Given records:
####################

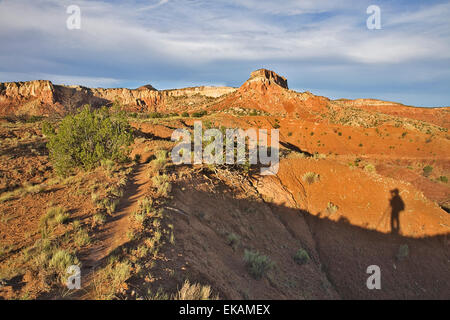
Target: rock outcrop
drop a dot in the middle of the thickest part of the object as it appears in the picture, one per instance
(44, 98)
(267, 77)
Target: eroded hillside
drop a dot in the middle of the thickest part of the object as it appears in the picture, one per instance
(141, 228)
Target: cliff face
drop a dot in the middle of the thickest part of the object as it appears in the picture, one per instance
(264, 90)
(43, 98)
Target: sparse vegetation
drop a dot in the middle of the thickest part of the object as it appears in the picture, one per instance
(403, 252)
(88, 137)
(427, 170)
(108, 281)
(332, 208)
(301, 256)
(162, 184)
(233, 240)
(194, 292)
(443, 179)
(53, 217)
(311, 177)
(257, 264)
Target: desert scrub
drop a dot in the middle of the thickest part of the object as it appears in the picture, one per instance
(257, 264)
(108, 281)
(99, 218)
(311, 177)
(82, 238)
(443, 179)
(85, 139)
(403, 252)
(427, 170)
(332, 208)
(162, 184)
(370, 168)
(53, 217)
(301, 256)
(194, 292)
(160, 163)
(60, 261)
(233, 240)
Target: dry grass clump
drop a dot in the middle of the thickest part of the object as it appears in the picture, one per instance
(311, 177)
(162, 184)
(109, 280)
(194, 292)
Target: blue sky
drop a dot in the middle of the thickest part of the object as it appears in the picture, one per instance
(322, 46)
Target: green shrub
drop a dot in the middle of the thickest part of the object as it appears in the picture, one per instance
(311, 177)
(155, 115)
(332, 208)
(301, 256)
(370, 168)
(443, 179)
(233, 240)
(427, 170)
(61, 260)
(88, 137)
(161, 182)
(199, 114)
(403, 252)
(54, 216)
(257, 264)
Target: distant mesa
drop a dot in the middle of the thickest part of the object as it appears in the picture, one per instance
(147, 87)
(269, 77)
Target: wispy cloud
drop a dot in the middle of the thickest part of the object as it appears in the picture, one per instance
(203, 40)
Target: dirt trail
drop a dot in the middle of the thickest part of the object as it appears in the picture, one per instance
(114, 233)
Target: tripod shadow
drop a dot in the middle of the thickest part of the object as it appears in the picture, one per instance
(397, 206)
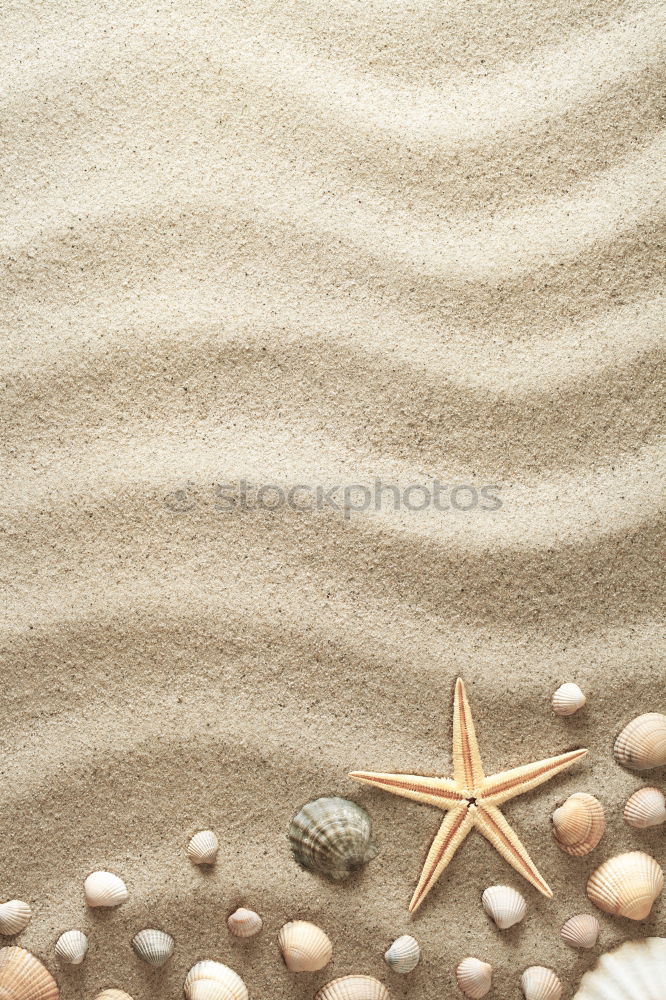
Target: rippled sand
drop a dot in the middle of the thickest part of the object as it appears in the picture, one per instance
(322, 243)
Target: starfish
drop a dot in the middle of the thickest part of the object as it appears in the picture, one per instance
(471, 800)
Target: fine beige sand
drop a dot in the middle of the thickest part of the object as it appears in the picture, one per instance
(322, 243)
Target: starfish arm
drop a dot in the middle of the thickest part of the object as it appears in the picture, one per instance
(452, 832)
(502, 787)
(467, 768)
(492, 824)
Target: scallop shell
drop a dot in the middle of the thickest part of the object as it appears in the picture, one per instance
(71, 947)
(642, 744)
(23, 977)
(568, 699)
(634, 971)
(579, 824)
(404, 954)
(244, 923)
(304, 946)
(626, 885)
(539, 983)
(153, 946)
(203, 847)
(105, 889)
(14, 917)
(332, 836)
(505, 905)
(645, 808)
(474, 977)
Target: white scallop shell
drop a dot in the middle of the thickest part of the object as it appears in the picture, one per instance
(71, 947)
(14, 917)
(504, 904)
(105, 889)
(404, 954)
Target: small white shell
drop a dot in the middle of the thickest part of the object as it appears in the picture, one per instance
(14, 917)
(153, 946)
(568, 699)
(203, 847)
(645, 808)
(105, 889)
(71, 947)
(505, 905)
(244, 923)
(474, 977)
(404, 954)
(304, 946)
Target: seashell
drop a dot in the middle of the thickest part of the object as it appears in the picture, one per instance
(581, 931)
(645, 808)
(626, 885)
(244, 923)
(304, 946)
(642, 744)
(579, 824)
(568, 699)
(404, 954)
(23, 977)
(540, 984)
(505, 905)
(203, 847)
(105, 889)
(14, 917)
(634, 971)
(153, 946)
(474, 977)
(71, 947)
(354, 988)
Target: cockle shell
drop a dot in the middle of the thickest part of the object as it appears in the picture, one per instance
(505, 905)
(23, 977)
(304, 946)
(14, 917)
(474, 977)
(626, 885)
(404, 954)
(105, 889)
(579, 824)
(71, 947)
(645, 808)
(203, 847)
(568, 699)
(332, 836)
(642, 744)
(153, 946)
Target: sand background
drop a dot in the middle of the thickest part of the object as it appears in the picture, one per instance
(322, 243)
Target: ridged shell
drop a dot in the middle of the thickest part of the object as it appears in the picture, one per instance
(153, 946)
(642, 744)
(71, 947)
(581, 931)
(579, 824)
(505, 905)
(244, 923)
(634, 971)
(23, 977)
(105, 889)
(645, 808)
(626, 885)
(404, 954)
(203, 847)
(474, 978)
(539, 983)
(304, 946)
(568, 699)
(14, 917)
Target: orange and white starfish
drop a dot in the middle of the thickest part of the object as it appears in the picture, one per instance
(471, 800)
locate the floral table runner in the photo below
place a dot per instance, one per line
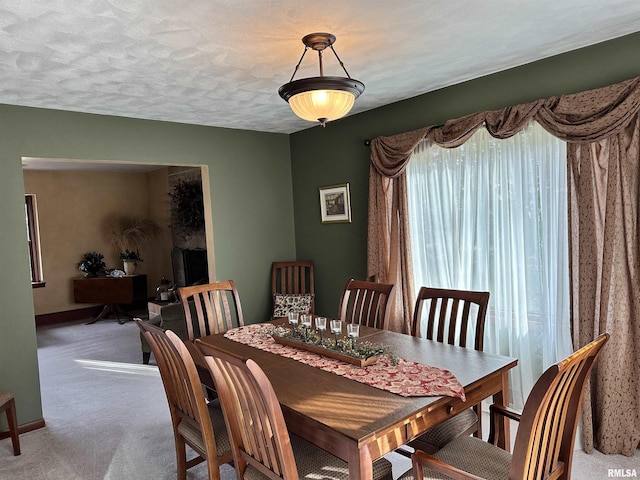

####################

How many lines of the listing above contain the string "white"? Case counts. Reply with only the number.

Task result:
3